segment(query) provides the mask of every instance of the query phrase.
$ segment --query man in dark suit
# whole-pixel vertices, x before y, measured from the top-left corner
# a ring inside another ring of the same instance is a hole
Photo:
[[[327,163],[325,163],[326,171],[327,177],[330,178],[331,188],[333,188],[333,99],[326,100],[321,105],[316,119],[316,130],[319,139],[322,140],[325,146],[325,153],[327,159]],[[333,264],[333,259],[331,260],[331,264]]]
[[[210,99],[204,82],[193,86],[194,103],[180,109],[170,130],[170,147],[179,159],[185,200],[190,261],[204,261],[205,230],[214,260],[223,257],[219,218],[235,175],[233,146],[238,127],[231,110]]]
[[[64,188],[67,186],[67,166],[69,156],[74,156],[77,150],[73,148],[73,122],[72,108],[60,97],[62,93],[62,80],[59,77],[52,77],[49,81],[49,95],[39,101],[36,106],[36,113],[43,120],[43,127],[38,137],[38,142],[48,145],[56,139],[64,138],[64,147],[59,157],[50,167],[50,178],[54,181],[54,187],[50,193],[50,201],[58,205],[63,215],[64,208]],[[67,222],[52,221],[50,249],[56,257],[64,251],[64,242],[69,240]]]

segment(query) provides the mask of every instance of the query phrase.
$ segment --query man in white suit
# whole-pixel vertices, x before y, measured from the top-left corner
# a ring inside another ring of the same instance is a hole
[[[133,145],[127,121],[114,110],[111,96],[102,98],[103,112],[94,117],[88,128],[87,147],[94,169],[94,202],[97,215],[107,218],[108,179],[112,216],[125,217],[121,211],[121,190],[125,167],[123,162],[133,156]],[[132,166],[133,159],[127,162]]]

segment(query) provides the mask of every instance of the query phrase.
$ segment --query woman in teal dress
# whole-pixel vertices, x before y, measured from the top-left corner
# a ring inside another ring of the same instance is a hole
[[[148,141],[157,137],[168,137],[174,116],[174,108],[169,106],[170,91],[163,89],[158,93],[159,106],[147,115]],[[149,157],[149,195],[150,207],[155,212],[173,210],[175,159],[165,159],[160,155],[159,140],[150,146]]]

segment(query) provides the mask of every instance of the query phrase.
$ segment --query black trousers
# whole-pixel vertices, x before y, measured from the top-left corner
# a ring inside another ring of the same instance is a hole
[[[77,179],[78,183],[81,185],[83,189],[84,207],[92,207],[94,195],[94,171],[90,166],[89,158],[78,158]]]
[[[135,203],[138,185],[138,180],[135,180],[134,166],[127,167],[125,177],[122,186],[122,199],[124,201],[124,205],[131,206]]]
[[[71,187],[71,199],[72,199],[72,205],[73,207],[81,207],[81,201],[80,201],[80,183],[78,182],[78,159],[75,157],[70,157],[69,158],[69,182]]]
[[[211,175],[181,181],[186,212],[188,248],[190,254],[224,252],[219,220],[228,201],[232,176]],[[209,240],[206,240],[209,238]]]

Exercise details >>
Print the complete listing again, exactly as it stands.

Solution for this problem >>
segment(query) provides the mask of every instance of the query phrase.
$ segment --query man in dark suit
# whole-pixel vertices, x before y, measured from the top-left corner
# a ring inside another ring of the same instance is a hole
Photo:
[[[327,163],[325,163],[326,171],[327,177],[330,178],[331,188],[333,188],[333,99],[326,100],[321,105],[316,119],[316,130],[319,139],[322,140],[325,146],[325,153],[327,159]],[[333,264],[333,259],[331,260],[331,264]]]
[[[210,99],[204,82],[193,86],[194,103],[180,109],[170,130],[170,147],[179,159],[185,200],[190,261],[204,261],[205,230],[214,260],[223,257],[219,218],[235,175],[233,146],[238,127],[231,110]]]
[[[64,188],[67,186],[67,166],[69,156],[74,156],[77,150],[73,148],[73,122],[72,108],[60,97],[62,93],[62,80],[59,77],[52,77],[49,81],[49,95],[39,101],[36,106],[36,113],[43,120],[43,127],[38,137],[38,142],[48,145],[56,139],[64,138],[64,147],[59,157],[50,167],[50,178],[54,181],[54,187],[50,193],[50,201],[58,205],[63,215],[64,208]],[[67,222],[52,221],[50,249],[56,257],[64,251],[64,242],[69,240]]]

segment(query) provides the mask of every instance of the query phrase.
$ segment --query man in white suit
# whole-pixel vertices, x before y, measured from the top-left corner
# a ring inside another ring of the same instance is a hole
[[[133,145],[127,121],[114,110],[111,96],[102,98],[103,112],[94,117],[88,128],[87,147],[94,169],[94,202],[97,215],[107,218],[108,179],[112,216],[125,217],[121,211],[121,190],[125,167],[123,162],[133,156]],[[132,166],[133,159],[127,162]]]

segment(query) provides the mask of every instance of the query phrase.
$ segment --query woman in teal dress
# whole-pixel vertices, x before y, measured from the top-left corner
# a ring inside another ring of the same instance is a hole
[[[148,141],[157,137],[168,137],[174,116],[174,108],[169,106],[170,91],[163,89],[158,93],[159,106],[147,115]],[[149,157],[149,195],[150,207],[155,212],[173,210],[175,159],[165,159],[160,155],[159,140],[150,146]]]

segment(query) provides the mask of every instance of the query phrase.
$ segment --query black trousers
# whole-pixel vertices, x before y, measured from the top-left corner
# a ring inside another ring of the same instance is a hole
[[[77,179],[78,183],[81,185],[83,189],[84,207],[92,207],[94,195],[94,171],[90,166],[89,158],[78,158]]]
[[[135,203],[138,185],[138,180],[135,180],[134,166],[127,167],[125,177],[122,186],[122,199],[124,201],[124,205],[131,206]]]
[[[71,187],[71,199],[72,199],[72,205],[73,207],[81,207],[81,201],[80,201],[80,183],[78,182],[78,159],[75,157],[70,157],[69,158],[69,182]]]
[[[211,175],[181,181],[186,212],[188,248],[190,254],[224,252],[219,220],[228,201],[232,176]],[[209,240],[206,240],[209,238]]]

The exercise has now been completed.